◆ Page excerpt
Thanks for the replies everyone.  You all make some good points.

I was in a dark place when I wrote that and probably put more heart than thought into it (wrote it in ten angst-filled minutes).  I do love my wife.  The person that spoke with me this morning was like the evil twin that's been locked in the attic for years - someone that looked and sounded like the person I loved, but not her.

I've tried very hard to not be self-centered throughout this.  But after forty years of putting my family first, being a single parent (I had custody of my two daughters from my first marriage), working in a field I don't really love because it pays well, and then being married again for the last eight years and teaching that woman what a relationship is about and what it really means to love someone (her first relationship of any kind) - I feel I have a right to focus on myself for a bit. 

My children will always be a priority for me, but my wife has control over her actions and her words and while I understand her pain and can forgive some of it, I can't forgive all of it.  A personal attack against me is one thing, but threatening to distance me from my children or ostracize me from their social or organization groups (soccer, school, etc) for her own selfish reasons is NOT acceptable or permissible.

Our marriage has not been ideal, but we have had many good times.  We are both intelligent, educated individuals and while we "debate" often, we've always avoided saying hurtful things to each other (until now apparantly).  I even told her I wanted a divorce about five years ago - mainly because she'd created a poisonous atmosphere in the relationship.  Over six months she realized her mistakes and worked to correct them.  We got back together and eventually had two beautiful children - and I thought we were happy and working towards the same goals.

◆ Given exercise 1
Reproduce the records from the line containing "Give the outline of every instance of the draped" through the last line of the records, substituting "contour" for "outline" and leaving everything else unchanged.
The text and the records below it come from unrelated sources.

◆ Records to process
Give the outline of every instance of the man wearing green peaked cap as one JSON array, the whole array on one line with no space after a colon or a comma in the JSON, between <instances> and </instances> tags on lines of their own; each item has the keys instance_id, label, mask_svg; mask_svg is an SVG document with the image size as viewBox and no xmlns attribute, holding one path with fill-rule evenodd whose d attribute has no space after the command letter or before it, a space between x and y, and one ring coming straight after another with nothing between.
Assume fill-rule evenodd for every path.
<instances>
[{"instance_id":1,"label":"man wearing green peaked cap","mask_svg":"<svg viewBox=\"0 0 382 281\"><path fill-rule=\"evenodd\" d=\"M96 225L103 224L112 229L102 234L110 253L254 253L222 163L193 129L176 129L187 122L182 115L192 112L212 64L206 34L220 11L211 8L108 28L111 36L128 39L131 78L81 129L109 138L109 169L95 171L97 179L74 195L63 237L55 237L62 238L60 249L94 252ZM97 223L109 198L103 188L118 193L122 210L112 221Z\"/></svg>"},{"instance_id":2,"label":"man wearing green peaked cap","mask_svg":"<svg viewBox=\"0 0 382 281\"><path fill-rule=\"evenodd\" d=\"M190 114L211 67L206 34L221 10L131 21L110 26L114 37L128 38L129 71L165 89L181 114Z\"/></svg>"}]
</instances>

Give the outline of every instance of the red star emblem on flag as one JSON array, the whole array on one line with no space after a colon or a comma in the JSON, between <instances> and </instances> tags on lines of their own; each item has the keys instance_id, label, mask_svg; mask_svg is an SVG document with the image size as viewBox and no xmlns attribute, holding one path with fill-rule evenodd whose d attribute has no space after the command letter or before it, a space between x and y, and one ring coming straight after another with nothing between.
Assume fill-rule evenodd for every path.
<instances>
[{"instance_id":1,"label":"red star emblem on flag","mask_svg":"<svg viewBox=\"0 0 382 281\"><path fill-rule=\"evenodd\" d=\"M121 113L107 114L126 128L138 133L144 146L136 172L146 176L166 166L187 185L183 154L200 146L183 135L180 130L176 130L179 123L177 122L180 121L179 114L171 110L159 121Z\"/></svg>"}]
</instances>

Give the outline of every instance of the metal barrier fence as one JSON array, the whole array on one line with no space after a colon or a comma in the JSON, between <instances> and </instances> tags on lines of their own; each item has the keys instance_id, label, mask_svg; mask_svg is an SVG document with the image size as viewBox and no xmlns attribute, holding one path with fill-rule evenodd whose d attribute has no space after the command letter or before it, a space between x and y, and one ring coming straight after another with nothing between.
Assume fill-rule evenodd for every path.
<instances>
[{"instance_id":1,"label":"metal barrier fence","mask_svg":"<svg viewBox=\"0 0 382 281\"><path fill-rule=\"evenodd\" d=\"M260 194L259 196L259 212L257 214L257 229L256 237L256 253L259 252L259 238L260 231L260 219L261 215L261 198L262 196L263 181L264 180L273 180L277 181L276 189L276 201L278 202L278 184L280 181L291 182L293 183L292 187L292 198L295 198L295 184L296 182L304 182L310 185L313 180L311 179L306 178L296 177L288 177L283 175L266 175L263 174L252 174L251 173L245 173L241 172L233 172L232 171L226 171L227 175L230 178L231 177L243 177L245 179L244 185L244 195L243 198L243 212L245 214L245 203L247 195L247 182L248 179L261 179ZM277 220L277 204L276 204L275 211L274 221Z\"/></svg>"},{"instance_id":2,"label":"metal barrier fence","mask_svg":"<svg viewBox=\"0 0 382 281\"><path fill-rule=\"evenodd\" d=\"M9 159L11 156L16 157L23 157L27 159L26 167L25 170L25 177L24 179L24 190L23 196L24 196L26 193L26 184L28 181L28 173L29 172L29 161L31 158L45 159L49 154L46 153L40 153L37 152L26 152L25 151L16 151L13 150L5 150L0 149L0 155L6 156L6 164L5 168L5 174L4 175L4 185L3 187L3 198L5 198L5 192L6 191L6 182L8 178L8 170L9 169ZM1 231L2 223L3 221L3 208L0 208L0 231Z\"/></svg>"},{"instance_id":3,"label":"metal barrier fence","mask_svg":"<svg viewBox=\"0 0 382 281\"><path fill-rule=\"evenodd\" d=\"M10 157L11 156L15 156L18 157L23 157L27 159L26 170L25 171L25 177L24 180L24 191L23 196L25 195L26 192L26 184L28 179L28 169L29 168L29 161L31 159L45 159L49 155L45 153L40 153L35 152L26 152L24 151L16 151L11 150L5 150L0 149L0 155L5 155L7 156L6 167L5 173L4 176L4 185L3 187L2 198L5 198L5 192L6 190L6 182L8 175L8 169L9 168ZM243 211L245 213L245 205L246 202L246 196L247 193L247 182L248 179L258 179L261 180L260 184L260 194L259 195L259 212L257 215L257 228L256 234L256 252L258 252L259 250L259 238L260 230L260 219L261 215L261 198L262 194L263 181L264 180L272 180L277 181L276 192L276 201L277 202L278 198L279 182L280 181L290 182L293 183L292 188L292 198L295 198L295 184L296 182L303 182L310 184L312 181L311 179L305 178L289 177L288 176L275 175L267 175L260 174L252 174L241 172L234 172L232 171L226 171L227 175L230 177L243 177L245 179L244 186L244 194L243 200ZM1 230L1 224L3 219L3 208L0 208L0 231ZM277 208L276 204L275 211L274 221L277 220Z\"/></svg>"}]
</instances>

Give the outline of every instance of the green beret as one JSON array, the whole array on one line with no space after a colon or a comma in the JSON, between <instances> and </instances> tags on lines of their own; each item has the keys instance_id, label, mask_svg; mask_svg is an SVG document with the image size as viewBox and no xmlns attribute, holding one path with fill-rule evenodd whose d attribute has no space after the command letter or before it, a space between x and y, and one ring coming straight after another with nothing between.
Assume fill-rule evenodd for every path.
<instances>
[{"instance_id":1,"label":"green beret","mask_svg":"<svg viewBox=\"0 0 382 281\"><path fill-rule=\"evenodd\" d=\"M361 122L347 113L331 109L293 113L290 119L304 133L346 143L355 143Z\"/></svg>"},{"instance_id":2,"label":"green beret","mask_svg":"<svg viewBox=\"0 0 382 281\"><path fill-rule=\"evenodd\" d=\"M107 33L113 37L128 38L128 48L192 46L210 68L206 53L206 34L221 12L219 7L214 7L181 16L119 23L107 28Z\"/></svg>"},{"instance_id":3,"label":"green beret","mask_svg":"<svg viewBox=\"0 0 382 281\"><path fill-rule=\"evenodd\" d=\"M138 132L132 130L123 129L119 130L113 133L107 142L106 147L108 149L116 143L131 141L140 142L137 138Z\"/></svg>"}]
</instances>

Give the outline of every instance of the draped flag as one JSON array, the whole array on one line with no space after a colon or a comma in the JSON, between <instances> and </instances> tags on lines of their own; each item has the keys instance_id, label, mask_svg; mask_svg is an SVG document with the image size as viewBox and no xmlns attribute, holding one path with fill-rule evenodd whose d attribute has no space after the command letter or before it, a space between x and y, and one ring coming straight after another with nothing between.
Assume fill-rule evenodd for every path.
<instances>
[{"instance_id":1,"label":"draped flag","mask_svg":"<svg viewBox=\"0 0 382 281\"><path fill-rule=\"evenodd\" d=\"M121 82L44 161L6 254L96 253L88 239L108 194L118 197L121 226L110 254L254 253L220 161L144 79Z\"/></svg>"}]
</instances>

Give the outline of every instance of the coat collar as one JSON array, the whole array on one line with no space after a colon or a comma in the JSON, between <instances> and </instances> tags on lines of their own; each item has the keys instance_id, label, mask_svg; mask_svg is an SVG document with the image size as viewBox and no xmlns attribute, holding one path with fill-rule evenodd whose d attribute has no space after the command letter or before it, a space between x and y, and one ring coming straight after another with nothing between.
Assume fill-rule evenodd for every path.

◆ Given exercise 2
According to the post, how long has the writer been in the current marriage?

◆ Complete output 1
Give the contour of every instance of the draped flag as one JSON array, the whole array on one line with no space after a colon or a comma in the JSON, between <instances> and </instances> tags on lines of their own; each item has the keys instance_id, label, mask_svg; mask_svg is an SVG document with the image size as viewBox and no xmlns attribute, holding one path with fill-rule evenodd whose d attribute has no space after the command letter or before it, a space between x and y, and one ring coming straight after another with nothing between.
Assume fill-rule evenodd for every path.
<instances>
[{"instance_id":1,"label":"draped flag","mask_svg":"<svg viewBox=\"0 0 382 281\"><path fill-rule=\"evenodd\" d=\"M121 82L44 161L6 254L96 253L88 239L108 194L118 197L121 226L110 254L254 253L220 161L144 79Z\"/></svg>"}]
</instances>

Give the contour of every instance of the coat collar as one JSON array, the whole array on one line with no space after a colon or a comma in the JSON, between <instances> and </instances> tags on lines of their own; each item has the keys instance_id, label, mask_svg; mask_svg is an SVG document with the image size as viewBox and no xmlns attribute, holding one path with fill-rule evenodd whose d attribute has no space after the command letter or before it, a space between x and y, and one ring coming straight after another with nothing between.
Assume fill-rule evenodd for every path.

◆ Complete output 2
The last eight years.